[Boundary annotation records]
-=-=-=-=-

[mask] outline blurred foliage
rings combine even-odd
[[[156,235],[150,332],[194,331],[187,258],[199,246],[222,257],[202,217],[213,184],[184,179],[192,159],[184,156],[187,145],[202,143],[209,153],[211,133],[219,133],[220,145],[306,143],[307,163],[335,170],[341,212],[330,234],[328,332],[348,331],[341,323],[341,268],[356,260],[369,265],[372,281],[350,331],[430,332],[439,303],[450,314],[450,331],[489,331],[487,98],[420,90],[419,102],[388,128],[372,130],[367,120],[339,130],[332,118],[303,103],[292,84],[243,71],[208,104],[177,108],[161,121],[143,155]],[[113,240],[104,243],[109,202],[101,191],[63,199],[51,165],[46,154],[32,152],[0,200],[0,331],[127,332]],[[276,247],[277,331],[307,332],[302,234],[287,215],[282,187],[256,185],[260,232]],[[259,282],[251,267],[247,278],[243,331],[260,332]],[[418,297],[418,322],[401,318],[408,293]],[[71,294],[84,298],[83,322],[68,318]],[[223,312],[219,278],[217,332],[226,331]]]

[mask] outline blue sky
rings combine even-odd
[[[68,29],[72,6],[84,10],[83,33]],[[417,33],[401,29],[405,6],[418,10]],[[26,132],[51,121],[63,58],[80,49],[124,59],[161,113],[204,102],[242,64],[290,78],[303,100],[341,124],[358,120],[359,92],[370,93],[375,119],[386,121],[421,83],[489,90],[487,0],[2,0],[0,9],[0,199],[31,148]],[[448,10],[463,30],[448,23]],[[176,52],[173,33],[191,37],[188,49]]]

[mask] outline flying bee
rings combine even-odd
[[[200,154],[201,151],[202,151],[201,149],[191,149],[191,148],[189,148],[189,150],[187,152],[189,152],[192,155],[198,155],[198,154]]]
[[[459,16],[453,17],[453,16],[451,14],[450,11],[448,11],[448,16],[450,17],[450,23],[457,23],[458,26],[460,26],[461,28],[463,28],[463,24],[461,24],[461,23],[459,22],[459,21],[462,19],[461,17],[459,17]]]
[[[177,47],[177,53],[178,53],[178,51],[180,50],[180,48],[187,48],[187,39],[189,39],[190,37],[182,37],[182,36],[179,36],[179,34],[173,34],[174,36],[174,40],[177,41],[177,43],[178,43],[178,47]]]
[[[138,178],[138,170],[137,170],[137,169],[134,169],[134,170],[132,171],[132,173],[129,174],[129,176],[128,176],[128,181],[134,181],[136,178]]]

-=-=-=-=-

What is asked: Return every line of the items above that contains the string "outline".

Reply to the task:
[mask] outline blurred foliage
[mask] outline blue sky
[mask] outline flying bee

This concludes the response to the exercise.